TÂCHES À RÉALISER:
A: Répondez à ces questions d'après l'article sur le PLFSS 2023 :
(i) Qui préside la Fédération des syndicats pharmaceutiques de France ?
(ii) À quelles trois périodes de la vie la consultation de prévention est-elle prévue ?
(iii) Quel montant d'économies sur les médicaments et les dispositifs médicaux est projeté pour 2023 ?
B: Traduisez en anglais cette phrase de l'article sur le PLFSS 2023 : « Les syndicats pharmaceutiques ont d’ores et déjà annoncé qu’ils proposeront plusieurs amendements aux parlementaires. »
C: Poursuivez l'article sur le PLFSS 2023 à partir de sa dernière phrase.

EXTRAIT DU TEXTE:
+---+
En ne regardant (presque) que les bons côtés
« Le projet de loi de financement de la Sécurité sociale (PLFSS) pour 2023 risque de faire des jaloux au sein des autres professions de santé qui peuvent avoir le sentiment qu’il n’y en a que pour les pharmaciens », déclare Philippe Besset, président de la Fédération des syndicats pharmaceutiques de France (FSPF). Ce texte est, en effet, majeur pour les officinaux qui figurent en bonne place dans ce nouveau millésime.
Les motifs de satisfaction ne manquent pas : élargissement du droit de prescription et d’administration des vaccins sur la base des recommandations de la Haute autorité de santé (HAS) ; consultation de prévention à trois périodes clés de la vie : 20-25 ans, 40-45 ans et 60-65 ans ; gratuité de la contraception d’urgence à toutes les femmes ; remplacement dans la loi de la possibilité de réaliser des TROD (tests rapides d’orientation diagnostique) par des tests (modification nécessaire pour permettre au pharmacien de réaliser le dépistage de la cystite aiguë) ; possibilité de négocier conventionnellement avec l’Assurance maladie une rémunération à l’acte pour le dépistage du cancer colorectal, le portage à domicile et la délivrance à l’unité des stupéfiants ; inscription dans le Code de la sécurité sociale de la prise en charge du renouvellement d’exception d’un mois d’une ordonnance de trois mois expirée…
« Tout ce qui avait été promis sur la prévention et la vaccination y est », se félicite également Pierre-Olivier Variot, président de l’Union des syndicats de pharmaciens d’officine (USPO). Cependant, plusieurs sujets pour la pharmacie d’officine ne sont pas apparus dans ce PLFSS : la vaccination par les pharmaciens des enfants et adolescents de 2 à 16 ans, la dispensation sous protocole hors structure coordonnée, la sérialisation, le cannabis thérapeutique… Les syndicats pharmaceutiques ont d’ores et déjà annoncé qu’ils proposeront plusieurs amendements aux parlementaires. À côté de cet important volet consacré à la convention pharmaceutique, « ce PLFSS est très contrasté et entaché de deux gros points noirs », estime Philippe Besset. L’un est récurrent : les économies à réaliser sur les médicaments et les dispositifs médicaux, pour un montant projeté en 2023 de 1,1 milliard d’euros (900 millions de baisse de prix + 200 millions issus de la clause de sauvegarde). Un effort insurmontable pour le LEEM (Les entreprises du médicament) qui, selon ses prévisions, annonce une facture d’économies de plus de 3 milliards d’euros qui pèsera sur le médicament, « alors que le pays n’a pas encore surmonté la crise du Covid, que les patients peinent à accéder aux innovations les plus récentes, et que l’inflation et la politique de prix du gouvernement mettent à mal le modèle de recherche, d’innovation et de production industrielle de l’ensemble des acteurs du secteur ».
+---+
(Descriptions de régions en langage naturel)
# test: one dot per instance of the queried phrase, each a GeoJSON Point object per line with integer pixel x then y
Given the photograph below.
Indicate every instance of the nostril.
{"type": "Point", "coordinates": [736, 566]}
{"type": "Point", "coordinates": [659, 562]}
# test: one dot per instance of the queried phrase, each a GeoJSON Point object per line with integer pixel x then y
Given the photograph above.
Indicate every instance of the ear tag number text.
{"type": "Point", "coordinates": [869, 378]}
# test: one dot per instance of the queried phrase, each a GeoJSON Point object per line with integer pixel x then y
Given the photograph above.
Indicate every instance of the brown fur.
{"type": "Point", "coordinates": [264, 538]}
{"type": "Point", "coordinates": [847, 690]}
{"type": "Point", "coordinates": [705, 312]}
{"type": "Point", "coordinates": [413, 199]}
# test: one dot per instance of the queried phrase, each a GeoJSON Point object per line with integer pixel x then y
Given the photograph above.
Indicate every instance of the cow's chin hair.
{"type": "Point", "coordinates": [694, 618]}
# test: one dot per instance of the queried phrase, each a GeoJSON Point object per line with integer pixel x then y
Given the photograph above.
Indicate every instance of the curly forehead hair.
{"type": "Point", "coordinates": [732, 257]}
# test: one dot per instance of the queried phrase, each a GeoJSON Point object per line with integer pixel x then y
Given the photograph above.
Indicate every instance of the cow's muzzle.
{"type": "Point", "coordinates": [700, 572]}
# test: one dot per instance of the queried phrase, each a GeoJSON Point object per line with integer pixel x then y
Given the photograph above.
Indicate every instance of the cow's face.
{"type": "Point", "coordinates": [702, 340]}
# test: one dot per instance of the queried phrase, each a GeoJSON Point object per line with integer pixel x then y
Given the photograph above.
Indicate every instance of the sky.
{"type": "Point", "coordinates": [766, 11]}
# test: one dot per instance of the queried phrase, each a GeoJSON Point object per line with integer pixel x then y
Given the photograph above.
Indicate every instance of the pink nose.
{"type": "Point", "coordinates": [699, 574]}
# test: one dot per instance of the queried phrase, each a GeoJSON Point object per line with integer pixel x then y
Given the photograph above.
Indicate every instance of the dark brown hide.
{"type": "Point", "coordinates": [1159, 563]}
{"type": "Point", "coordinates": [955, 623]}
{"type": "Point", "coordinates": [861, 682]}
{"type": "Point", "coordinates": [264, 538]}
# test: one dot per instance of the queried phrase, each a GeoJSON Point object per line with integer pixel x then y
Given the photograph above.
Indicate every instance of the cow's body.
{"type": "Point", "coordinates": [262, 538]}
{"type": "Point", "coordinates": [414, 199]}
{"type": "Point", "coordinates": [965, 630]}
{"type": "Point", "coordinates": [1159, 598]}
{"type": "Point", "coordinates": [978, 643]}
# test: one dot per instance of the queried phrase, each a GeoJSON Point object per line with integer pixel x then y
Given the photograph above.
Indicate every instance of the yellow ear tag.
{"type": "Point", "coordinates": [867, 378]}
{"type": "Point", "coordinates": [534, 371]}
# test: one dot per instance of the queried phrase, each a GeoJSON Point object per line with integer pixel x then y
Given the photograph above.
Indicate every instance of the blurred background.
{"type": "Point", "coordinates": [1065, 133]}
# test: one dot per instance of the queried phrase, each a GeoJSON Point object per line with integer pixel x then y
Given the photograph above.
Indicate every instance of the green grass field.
+---+
RÉPONSES PAR TÂCHE:
A:
(i) Philippe Besset.
(ii) 20-25 ans, 40-45 ans et 60-65 ans.
(iii) 1,1 milliard d'euros.

B: The pharmacists' unions have already announced that they will propose several amendments to members of parliament.

C:
Depuis l’avenant 11 de 2017 et la transformation d’une grande partie de la marge en honoraires, la rémunération des pharmacies est moins sensible aux baisses de prix. « Il est question aussi de remplacer la négociation au cas par cas des prix des dispositifs médicaux avec le Comité économique des produits de santé (CEPS) par une marge réglementée. On ne sait pas encore si cette mesure sera une bonne ou une mauvaise nouvelle », s’inquiète Philippe Besset.
Le second point noir dans ce PLFSS est arrivé par surprise : la possibilité offerte au ministère de la santé de négocier les prix des médicaments et leur disponibilité par appel d’offres, notamment des génériques, ce qui mettrait fin au remboursement des médicaments non retenus et porterait un coup fatal à l’économie officinale qui serait alors amputée de 30 % de son résultat net. Syndicats, groupements et industriels exigent le retrait immédiat de cette disposition du PLFSS qui contredit les fondements de la politique conventionnelle prévoyant la gestion des prix par le CEPS en consultation avec les industriels. Dans le cas inverse, les pharmaciens devront prendre à bras-le-corps leur rôle d’acteur de santé publique et les nouvelles missions, car ils ne pourront pas éternellement compter sur les profits liés à l’activité Covid-19.